■ Estratto del documento:
══════

Qual è lo stato dell’arte della finanza sostenibile e quali le strategie che la caratterizzeranno nel futuro prossimo? Sono questi gli interrogativi a cui il gruppo di lavoro ASviS Finanza per lo sviluppo sostenibile cerca di dare risposta in un paper, redatto in collaborazione con la Fondazione Oibr (Organismo Italiano Business Reporting).
Ma cosa si intende per finanza per lo sviluppo sostenibile? Per ASviS è formata dal complesso di attori, strategie, strumenti, prodotti e, in generale, dalle iniziative finanziarie che contribuiscono al raggiungimento dei 17 Obiettivi di sviluppo sostenibile (Sustainable Development Goals – SDGs) delle Nazioni Unite. In questo contesto “lo scopo della finanza per lo sviluppo sostenibile è indirizzare risorse finanziarie pubbliche e private verso settori, progetti e iniziative funzionali alla transizione dell’economia verso modelli più sostenibili, ovvero più inclusivi e a ridotto impatto sull’ambiente”.

══════

■ Dati registrati:
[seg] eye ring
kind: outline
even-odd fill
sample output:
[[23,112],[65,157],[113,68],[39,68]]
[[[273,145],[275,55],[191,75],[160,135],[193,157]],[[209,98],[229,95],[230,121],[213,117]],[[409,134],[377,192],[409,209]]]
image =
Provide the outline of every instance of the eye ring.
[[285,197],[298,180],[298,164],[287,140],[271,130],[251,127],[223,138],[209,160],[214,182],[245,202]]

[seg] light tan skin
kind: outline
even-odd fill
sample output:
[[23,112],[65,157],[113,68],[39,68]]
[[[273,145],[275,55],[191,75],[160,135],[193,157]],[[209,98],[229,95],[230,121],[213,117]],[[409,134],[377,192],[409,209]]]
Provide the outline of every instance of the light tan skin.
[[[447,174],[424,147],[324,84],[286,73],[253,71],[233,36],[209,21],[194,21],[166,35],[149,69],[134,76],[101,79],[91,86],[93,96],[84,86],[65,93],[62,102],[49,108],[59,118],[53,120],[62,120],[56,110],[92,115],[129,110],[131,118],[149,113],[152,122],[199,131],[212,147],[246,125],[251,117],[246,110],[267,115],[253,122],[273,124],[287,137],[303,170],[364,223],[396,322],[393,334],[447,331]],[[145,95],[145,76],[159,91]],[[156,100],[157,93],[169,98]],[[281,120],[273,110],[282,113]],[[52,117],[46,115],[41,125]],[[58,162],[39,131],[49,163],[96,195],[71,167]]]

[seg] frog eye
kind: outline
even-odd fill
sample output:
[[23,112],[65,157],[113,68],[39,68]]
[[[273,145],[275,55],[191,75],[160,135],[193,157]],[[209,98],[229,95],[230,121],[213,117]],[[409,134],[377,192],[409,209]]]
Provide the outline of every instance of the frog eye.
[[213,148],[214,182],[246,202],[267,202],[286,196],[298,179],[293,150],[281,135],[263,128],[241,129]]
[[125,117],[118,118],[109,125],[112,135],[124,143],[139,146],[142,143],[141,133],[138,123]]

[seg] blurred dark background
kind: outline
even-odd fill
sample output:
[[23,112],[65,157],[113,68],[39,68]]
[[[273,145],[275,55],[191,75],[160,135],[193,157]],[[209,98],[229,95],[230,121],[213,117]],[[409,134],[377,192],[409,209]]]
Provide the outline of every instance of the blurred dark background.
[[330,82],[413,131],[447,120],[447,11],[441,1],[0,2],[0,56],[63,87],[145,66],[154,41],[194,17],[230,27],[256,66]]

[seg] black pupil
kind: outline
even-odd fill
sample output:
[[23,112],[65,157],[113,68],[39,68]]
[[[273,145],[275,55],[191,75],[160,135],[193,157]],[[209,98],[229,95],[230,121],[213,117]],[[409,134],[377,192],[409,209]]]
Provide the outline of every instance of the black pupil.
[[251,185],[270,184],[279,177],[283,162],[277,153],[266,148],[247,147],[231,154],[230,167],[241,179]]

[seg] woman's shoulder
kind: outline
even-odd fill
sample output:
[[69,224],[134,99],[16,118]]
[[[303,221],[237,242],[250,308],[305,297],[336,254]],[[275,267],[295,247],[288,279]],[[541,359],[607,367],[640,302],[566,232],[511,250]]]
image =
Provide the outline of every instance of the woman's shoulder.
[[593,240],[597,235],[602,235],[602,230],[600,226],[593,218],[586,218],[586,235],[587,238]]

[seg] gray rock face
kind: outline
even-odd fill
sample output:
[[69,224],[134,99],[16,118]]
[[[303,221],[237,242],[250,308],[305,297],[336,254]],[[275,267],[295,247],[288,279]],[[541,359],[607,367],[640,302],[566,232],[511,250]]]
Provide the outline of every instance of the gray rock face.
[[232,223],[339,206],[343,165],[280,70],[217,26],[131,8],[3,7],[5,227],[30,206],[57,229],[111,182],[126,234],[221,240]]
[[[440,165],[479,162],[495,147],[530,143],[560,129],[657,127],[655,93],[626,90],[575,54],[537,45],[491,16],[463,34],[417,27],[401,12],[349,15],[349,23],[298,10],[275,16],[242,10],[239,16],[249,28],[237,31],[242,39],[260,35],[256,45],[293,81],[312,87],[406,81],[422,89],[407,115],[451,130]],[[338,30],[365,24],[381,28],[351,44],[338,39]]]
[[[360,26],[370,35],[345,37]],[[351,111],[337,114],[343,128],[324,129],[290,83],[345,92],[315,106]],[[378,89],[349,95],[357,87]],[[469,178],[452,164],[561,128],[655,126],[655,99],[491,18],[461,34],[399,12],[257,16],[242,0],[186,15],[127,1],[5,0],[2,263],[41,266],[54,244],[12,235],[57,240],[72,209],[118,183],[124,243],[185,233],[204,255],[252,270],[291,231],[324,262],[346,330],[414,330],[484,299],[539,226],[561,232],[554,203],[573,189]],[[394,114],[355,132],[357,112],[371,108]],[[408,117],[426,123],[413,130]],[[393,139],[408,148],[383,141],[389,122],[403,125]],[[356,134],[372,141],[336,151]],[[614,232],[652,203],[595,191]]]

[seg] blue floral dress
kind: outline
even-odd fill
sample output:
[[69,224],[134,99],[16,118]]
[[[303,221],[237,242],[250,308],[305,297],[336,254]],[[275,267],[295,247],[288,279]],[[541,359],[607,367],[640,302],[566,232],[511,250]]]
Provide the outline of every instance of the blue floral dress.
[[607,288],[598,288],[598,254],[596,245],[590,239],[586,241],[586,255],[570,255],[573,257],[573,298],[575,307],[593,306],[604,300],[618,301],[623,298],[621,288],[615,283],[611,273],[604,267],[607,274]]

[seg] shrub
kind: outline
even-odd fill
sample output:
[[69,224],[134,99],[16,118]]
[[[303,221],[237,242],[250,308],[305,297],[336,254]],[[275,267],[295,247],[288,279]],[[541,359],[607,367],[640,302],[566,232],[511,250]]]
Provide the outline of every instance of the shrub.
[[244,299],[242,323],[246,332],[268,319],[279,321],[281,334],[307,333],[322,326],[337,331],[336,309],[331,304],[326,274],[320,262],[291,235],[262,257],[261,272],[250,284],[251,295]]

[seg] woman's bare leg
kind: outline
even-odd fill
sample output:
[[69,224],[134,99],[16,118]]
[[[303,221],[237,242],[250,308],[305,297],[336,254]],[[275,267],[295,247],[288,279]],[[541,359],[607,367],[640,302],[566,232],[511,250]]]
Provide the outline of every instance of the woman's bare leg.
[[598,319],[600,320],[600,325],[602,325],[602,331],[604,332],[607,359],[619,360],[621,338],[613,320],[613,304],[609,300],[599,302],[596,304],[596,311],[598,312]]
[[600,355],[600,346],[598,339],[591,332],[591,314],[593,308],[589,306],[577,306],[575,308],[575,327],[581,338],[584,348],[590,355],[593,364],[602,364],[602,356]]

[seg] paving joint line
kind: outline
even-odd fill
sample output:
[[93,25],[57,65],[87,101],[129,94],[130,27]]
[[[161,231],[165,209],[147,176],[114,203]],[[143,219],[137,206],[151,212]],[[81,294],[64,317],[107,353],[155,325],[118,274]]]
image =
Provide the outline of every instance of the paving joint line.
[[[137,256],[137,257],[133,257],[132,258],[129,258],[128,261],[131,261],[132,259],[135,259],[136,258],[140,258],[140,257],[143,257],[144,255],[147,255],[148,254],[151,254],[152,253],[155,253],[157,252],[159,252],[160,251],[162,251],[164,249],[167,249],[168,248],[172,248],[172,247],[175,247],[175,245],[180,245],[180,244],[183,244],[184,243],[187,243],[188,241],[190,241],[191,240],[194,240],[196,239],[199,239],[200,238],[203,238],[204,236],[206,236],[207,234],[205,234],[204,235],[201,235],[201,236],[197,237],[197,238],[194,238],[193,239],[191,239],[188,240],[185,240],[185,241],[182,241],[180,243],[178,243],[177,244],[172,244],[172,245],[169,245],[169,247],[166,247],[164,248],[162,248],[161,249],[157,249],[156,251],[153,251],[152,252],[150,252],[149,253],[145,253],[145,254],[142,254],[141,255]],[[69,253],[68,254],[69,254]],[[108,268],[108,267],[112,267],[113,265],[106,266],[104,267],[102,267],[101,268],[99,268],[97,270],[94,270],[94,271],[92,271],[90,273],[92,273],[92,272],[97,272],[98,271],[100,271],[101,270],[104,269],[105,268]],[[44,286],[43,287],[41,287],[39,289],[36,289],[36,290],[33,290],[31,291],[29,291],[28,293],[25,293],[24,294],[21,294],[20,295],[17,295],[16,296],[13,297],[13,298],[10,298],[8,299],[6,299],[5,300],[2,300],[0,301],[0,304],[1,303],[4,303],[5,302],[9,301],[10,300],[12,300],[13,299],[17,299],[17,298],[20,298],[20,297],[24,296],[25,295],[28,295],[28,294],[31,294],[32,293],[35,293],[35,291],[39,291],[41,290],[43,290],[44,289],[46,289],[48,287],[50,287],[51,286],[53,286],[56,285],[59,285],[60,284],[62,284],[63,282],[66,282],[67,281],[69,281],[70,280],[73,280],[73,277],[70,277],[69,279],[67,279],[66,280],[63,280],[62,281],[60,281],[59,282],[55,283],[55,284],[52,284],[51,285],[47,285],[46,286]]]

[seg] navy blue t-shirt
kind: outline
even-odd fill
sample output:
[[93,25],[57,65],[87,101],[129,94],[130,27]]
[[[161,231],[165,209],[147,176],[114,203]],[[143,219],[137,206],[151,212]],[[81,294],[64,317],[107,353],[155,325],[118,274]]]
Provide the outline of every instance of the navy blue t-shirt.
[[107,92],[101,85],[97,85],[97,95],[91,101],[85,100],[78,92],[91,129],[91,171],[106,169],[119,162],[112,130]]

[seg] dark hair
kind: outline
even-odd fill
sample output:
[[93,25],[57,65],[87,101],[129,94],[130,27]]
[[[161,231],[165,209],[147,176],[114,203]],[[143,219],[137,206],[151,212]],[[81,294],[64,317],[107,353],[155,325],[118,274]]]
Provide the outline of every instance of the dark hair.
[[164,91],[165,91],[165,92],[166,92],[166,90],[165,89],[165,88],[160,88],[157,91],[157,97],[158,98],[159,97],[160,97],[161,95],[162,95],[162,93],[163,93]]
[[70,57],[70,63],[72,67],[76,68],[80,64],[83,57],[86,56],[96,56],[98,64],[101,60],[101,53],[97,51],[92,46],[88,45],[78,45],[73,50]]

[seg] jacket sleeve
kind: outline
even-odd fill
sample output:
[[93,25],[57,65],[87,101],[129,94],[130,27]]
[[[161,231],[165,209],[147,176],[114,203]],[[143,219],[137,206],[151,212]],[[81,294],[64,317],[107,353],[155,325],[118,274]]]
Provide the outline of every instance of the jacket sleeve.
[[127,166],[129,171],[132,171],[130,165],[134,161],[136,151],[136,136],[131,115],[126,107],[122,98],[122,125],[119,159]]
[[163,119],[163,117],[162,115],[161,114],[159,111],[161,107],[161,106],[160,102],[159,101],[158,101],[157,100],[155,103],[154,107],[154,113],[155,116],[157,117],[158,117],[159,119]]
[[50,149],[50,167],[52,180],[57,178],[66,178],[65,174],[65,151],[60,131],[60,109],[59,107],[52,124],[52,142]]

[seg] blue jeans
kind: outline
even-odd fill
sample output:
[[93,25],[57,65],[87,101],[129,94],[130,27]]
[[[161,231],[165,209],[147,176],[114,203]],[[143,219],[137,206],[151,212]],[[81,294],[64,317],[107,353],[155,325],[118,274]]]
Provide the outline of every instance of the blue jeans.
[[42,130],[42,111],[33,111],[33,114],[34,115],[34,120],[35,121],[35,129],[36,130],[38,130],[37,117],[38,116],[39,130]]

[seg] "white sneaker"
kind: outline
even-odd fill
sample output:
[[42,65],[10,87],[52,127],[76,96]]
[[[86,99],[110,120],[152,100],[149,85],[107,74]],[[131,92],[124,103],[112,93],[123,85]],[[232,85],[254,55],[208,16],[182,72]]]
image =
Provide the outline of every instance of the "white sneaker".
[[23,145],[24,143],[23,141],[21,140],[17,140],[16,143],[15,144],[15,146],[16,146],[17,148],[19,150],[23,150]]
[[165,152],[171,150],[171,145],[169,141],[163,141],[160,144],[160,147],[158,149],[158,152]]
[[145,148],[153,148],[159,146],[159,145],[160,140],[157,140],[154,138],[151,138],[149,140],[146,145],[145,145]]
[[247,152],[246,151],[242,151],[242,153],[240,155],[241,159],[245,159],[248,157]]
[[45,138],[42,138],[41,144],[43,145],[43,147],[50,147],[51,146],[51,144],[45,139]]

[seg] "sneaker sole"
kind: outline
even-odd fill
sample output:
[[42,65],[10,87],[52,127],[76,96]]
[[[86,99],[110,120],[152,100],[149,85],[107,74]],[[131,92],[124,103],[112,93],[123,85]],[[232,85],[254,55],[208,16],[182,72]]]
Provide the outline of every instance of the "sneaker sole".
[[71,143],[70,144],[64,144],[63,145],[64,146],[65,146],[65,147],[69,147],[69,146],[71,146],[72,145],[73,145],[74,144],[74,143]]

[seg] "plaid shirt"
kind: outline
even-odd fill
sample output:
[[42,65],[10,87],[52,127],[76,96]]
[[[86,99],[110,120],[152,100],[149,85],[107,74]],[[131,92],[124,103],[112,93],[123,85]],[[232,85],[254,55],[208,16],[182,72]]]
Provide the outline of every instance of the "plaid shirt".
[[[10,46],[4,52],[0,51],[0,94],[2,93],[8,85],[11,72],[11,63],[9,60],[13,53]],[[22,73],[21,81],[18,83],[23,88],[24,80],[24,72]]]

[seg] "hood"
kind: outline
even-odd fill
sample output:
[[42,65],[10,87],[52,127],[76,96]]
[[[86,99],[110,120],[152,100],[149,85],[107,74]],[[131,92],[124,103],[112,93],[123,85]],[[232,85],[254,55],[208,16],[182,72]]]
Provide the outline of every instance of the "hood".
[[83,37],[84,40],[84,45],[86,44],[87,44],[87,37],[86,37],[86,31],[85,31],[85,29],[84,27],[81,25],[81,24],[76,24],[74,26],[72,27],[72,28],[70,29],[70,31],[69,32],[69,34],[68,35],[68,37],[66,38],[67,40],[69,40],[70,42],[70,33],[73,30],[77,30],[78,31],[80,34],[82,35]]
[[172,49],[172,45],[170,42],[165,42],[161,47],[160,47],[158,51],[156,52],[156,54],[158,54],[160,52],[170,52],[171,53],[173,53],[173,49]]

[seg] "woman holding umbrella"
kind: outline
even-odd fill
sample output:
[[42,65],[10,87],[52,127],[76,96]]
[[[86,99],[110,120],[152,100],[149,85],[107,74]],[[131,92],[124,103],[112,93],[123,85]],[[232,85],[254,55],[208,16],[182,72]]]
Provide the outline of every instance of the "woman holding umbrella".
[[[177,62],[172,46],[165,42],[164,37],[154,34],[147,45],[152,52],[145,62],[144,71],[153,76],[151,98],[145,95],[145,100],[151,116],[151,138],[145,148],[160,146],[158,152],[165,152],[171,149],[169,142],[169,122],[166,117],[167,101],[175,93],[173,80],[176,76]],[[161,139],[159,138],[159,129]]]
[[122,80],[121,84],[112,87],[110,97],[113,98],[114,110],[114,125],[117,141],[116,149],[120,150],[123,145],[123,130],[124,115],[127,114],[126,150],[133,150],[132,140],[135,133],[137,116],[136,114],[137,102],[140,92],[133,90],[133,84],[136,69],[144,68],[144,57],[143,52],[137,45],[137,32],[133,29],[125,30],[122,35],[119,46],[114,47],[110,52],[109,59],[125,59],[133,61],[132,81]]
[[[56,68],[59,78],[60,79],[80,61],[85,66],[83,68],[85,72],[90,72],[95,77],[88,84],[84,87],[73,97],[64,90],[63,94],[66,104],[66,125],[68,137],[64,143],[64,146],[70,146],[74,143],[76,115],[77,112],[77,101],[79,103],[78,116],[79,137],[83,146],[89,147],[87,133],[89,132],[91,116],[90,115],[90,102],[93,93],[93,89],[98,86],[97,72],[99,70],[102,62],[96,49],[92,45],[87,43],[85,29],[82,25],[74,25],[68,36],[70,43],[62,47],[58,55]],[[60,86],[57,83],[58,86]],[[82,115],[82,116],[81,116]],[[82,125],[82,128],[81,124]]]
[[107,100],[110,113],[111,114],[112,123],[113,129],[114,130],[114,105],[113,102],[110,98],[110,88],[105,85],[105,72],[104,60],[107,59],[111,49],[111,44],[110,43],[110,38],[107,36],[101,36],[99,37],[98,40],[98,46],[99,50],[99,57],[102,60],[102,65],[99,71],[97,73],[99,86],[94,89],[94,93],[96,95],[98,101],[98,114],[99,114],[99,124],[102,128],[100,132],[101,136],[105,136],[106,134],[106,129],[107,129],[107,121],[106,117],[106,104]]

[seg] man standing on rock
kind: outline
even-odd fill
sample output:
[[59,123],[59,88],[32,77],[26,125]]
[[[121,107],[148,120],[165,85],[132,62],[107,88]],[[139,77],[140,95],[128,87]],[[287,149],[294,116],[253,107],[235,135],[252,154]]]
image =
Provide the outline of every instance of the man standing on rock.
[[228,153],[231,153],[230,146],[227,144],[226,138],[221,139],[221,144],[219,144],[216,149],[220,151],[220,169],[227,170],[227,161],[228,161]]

══════

Estrai dal testo sulla finanza sostenibile il passo che comincia con le parole "Qual è lo stato" e si chiude dopo le parole "Italiano Business Reporting).", copiandolo senza alcuna modifica.

Qual è lo stato dell’arte della finanza sostenibile e quali le strategie che la caratterizzeranno nel futuro prossimo? Sono questi gli interrogativi a cui il gruppo di lavoro ASviS Finanza per lo sviluppo sostenibile cerca di dare risposta in un paper, redatto in collaborazione con la Fondazione Oibr (Organismo Italiano Business Reporting).